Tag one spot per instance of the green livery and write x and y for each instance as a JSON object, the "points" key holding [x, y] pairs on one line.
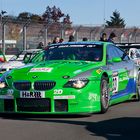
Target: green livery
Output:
{"points": [[76, 77]]}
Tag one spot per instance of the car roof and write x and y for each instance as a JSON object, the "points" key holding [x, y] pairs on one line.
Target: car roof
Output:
{"points": [[81, 43]]}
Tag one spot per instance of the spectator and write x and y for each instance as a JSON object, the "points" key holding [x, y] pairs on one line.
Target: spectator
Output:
{"points": [[56, 40], [85, 39], [71, 38], [103, 37], [40, 45], [61, 40], [111, 37]]}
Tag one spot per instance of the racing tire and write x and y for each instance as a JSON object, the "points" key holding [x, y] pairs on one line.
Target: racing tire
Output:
{"points": [[104, 96]]}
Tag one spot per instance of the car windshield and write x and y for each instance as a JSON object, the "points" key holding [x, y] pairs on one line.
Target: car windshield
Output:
{"points": [[75, 52]]}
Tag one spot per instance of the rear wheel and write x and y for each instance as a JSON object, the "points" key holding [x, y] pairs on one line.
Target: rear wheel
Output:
{"points": [[104, 95]]}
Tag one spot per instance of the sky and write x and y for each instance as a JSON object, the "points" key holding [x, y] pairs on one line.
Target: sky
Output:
{"points": [[82, 12]]}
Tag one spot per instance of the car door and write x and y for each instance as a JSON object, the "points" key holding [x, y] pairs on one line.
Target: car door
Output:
{"points": [[120, 70]]}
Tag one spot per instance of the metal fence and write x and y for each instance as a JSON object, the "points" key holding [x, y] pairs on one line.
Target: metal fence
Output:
{"points": [[25, 35]]}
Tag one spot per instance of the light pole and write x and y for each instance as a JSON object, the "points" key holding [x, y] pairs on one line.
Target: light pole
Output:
{"points": [[104, 13], [3, 30]]}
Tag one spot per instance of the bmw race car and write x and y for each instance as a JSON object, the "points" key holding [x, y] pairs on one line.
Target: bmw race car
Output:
{"points": [[21, 59], [77, 77]]}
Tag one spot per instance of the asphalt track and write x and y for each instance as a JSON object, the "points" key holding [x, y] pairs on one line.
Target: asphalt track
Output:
{"points": [[121, 122]]}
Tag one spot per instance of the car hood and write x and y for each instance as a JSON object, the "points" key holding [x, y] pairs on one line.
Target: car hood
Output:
{"points": [[54, 69], [11, 64]]}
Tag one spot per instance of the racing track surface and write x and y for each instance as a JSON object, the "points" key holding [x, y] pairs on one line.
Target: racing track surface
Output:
{"points": [[122, 121]]}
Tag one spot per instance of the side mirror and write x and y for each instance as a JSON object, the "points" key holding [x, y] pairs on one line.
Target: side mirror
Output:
{"points": [[116, 59], [26, 60]]}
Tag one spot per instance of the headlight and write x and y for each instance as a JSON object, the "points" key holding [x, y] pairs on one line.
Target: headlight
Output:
{"points": [[76, 83], [2, 85]]}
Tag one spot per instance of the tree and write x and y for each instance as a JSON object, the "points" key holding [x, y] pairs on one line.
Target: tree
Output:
{"points": [[116, 21], [24, 16], [52, 14]]}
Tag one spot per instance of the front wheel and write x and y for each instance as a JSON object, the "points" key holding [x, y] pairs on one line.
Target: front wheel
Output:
{"points": [[104, 95], [138, 86]]}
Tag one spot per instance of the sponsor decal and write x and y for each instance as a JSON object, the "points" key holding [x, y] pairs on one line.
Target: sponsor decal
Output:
{"points": [[65, 97], [41, 70], [77, 71], [115, 83], [99, 71], [32, 94], [92, 96], [6, 97]]}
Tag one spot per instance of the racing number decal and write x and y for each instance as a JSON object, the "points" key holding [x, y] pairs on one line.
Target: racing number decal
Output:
{"points": [[58, 91], [115, 83]]}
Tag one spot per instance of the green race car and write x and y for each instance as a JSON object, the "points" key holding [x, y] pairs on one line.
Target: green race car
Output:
{"points": [[77, 77]]}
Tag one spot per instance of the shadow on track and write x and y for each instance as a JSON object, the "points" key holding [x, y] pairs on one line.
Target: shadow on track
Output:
{"points": [[126, 128]]}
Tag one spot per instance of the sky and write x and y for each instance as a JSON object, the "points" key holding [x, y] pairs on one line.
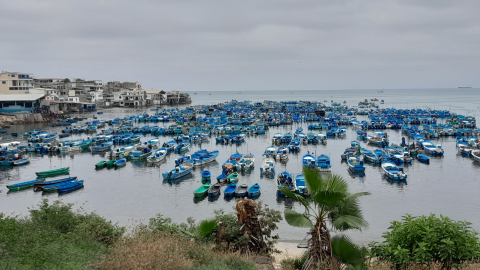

● ● ● ● ●

### To do
Write out all of the entries above again, replacing every occurrence of "Tag one spot" with "Mark one point" and keeping everything else unchanged. Leave the pictures out.

### Complete answer
Mark one point per instance of the green livery and write x and y for each instance as a JSON object, the "points" key holding [x, y] pairs on one line.
Target: green livery
Output:
{"points": [[76, 77]]}
Mark one point per instance of the car roof and write x and y for each instance as a JSON object, the "points" key holding [x, y] pairs on one line.
Target: car roof
Output:
{"points": [[81, 43]]}
Mark one point per instance of the spectator and write x and y for each instance as a JSON object, the "points" key holding [x, y] pairs on one line.
Target: spectator
Output:
{"points": [[56, 40], [85, 39], [71, 38], [103, 37], [40, 45], [61, 40], [111, 37]]}
Mark one point per instance of the racing tire and write x and y for each instance as a JSON object, the "points" key holding [x, y] pairs on one line.
Target: racing tire
Output:
{"points": [[104, 96]]}
Mark one point per instance of the car windshield and write x and y for each instance as a JSON object, the "points" key holding [x, y] pairs on one line.
Target: car windshield
Output:
{"points": [[75, 52]]}
Mark one point per instance of the rear wheel and write x and y for each instance as a JSON object, the "points" key holding [x, y] pairs on one line.
Target: rear wheel
Output:
{"points": [[104, 95]]}
Mark one point per instance of the sky and write x and y for each instance as a JSON object, the "points" key holding [x, y] pairs on one line.
Target: sky
Output:
{"points": [[82, 12]]}
Mark one point per instance of the car door and write x and y for each instance as a JSON object, the "points" key holding [x, y] pairs on one line.
Target: car door
Output:
{"points": [[120, 70]]}
Mark one point per instance of the metal fence and write x and y for each instance as a JSON object, the "points" key holding [x, y] pairs on one line.
Target: metal fence
Output:
{"points": [[25, 35]]}
Mark one point per instance of the light pole and write x and y for each instance as a JSON object, the "points" key holding [x, y] pairs on one line.
Target: light pole
Output:
{"points": [[104, 13], [3, 30]]}
Mark one point per instance of the bmw race car and write x and y for each instance as a JSON object, the "points" key holding [x, y] pairs on one line.
Target: bmw race car
Output:
{"points": [[21, 59], [77, 77]]}
Mark one point per instance of the asphalt track and write x and y for each instance as a JSON object, the "points" key holding [x, y] pairs on one line.
Target: asphalt track
Output:
{"points": [[121, 122]]}
Mark one point per instance of the car hood and write x and y for each instance as a JSON object, the "points" key holding [x, y] pairs on one line.
Target: car hood
Output:
{"points": [[54, 69], [11, 64]]}
Mark one point per instance of the racing track surface and write x and y for each instance as a JSON object, the "points" key holding [x, y] pairs on one line.
Target: racing track surface
Output:
{"points": [[122, 121]]}
Mark one point per instance of the side mirror and write x and y for each instance as a JSON object, the "points" key holding [x, y] pairs on one line.
Target: side mirror
Output:
{"points": [[116, 59], [26, 60]]}
Mark one point per instance of the headlight and write x and y for each instance as a JSON object, the "points" key holding [x, y] pairs on one line.
Target: headlight
Output:
{"points": [[76, 83], [2, 85]]}
Mark one point per instance of the tree and write x and y for each instance as a JSON object, the "points" key holding [x, y] pairs on one line.
Target: tree
Output:
{"points": [[116, 21], [24, 16], [52, 14]]}
Mark one point per instance of the front wheel and write x and y for each instance as a JSON object, the "points" key holding [x, y] pairs on one line.
Target: front wheel
Output:
{"points": [[104, 95], [138, 86]]}
Mark one point per instance of the sponsor decal and write x and y for each instance as a JSON object, the "points" key holding [x, y] pairs on one line.
Target: sponsor decal
Output:
{"points": [[65, 97], [41, 70], [77, 71], [115, 83], [99, 71], [32, 94], [92, 96], [6, 97]]}
Mark one point per instance of the racing number decal and write x and y for each instance as a JSON object, the "points" key holding [x, y] pairs on one line.
Target: racing number decal
Output:
{"points": [[58, 91], [115, 83]]}
Mark one point per instance of the green race car and write x and y for each instance as a JSON object, the "points" key holding [x, y] pairs on one line.
Target: green race car
Output:
{"points": [[77, 77]]}
Mark one point per instance of the shadow on track and write x and y for each instance as a JSON object, the "points" key holding [x, y] pairs on one line.
Target: shadow on track
Output:
{"points": [[126, 128]]}
Mark one point per instance of the sky and write x and y for each instance as a JSON object, the "points" key holding [x, y] pairs on one line.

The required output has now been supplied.